* Отрывок *
┄┄┄┄┄┄

Игорь Леонидович, Фонд Достоевского не получил господдержку на проведение Конгресса "Русская словесность в мировом культурном контексте". Вы сообщили об этом президенту. Достоевский - самый читаемый в мире русский писатель. Кто же поднял руку на святое?
Игорь Волгин: Дело не только в Достоевском. Наш конгресс - существующая почти 20 лет культурная институция, у истоков которой стояли Дмитрий Лихачёв и Даниил Гранин. Мы обозреваем всё пространство отечественной классики. И заметьте, это единственная в России интеллектуальная площадка (своего рода Валдайский клуб), где встречаются как писатели, так и исследователи литературы - цвет филологической науки и зарубежной славистики.
В этом году на Совете по русскому языку президент Путин поддержал ваше выступление и пообещал, что Фонд Достоевского получит очередной грант...
Игорь Волгин: Президентские гранты - это, конечно, великое благо. Но порой создается впечатление, что анонимные эксперты, от которых зависит решение вопроса, имеют о культуре чиновничье представление. В каких требуемых цифрах можно исчислить, например, результаты наших форумов? Ведь это новые открытия, новое знание и понимание, которые транслируются в публичное пространство.

┄┄┄┄┄┄

* Извлечённые данные *
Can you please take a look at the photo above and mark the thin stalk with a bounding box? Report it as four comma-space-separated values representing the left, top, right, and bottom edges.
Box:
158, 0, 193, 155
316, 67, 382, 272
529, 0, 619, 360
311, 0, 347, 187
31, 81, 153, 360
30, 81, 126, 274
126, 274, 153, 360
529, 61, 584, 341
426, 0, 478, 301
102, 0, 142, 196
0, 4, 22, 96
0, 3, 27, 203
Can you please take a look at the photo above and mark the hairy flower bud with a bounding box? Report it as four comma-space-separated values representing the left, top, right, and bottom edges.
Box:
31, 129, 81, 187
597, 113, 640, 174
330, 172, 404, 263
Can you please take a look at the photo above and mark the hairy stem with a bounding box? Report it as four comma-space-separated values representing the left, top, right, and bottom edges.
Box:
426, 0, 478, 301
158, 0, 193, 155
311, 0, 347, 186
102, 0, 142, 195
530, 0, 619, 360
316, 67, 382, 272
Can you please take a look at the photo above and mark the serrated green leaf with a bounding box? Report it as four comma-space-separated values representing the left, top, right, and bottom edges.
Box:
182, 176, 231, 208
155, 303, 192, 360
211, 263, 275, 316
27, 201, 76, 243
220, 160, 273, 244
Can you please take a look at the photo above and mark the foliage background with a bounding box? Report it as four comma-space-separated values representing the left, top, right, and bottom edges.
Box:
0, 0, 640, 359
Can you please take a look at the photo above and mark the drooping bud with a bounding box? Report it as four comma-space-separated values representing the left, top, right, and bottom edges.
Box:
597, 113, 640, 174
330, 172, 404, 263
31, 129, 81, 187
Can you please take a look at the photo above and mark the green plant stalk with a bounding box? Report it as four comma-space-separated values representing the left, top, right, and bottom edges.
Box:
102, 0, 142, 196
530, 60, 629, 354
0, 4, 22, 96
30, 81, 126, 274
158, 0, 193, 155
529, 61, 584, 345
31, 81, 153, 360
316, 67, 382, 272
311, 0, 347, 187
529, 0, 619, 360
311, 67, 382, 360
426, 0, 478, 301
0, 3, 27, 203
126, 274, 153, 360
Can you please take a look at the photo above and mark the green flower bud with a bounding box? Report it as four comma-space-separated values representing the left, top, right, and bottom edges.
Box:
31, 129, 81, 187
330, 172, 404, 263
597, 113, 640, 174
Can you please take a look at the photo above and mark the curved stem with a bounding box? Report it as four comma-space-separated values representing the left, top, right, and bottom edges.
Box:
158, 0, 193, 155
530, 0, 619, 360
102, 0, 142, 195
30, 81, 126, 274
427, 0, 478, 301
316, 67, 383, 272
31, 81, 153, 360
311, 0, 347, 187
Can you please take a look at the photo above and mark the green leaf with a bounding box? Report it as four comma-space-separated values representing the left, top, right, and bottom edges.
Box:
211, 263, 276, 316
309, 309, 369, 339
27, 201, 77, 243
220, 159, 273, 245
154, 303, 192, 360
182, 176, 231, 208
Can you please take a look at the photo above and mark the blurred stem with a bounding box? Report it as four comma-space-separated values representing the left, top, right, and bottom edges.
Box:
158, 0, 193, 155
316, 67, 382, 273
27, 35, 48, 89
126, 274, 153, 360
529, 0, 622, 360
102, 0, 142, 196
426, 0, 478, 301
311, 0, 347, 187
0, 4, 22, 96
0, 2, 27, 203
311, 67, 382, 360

┄┄┄┄┄┄

* Письменное задание *
Извлеките из отрывка дословно фрагмент, начиная со слов «Игорь Волгин: Президентские» и заканчивая словами «в публичное пространство.». Записи здесь никакой роли не играют.

* Ответ *
Игорь Волгин: Президентские гранты - это, конечно, великое благо. Но порой создается впечатление, что анонимные эксперты, от которых зависит решение вопроса, имеют о культуре чиновничье представление. В каких требуемых цифрах можно исчислить, например, результаты наших форумов? Ведь это новые открытия, новое знание и понимание, которые транслируются в публичное пространство.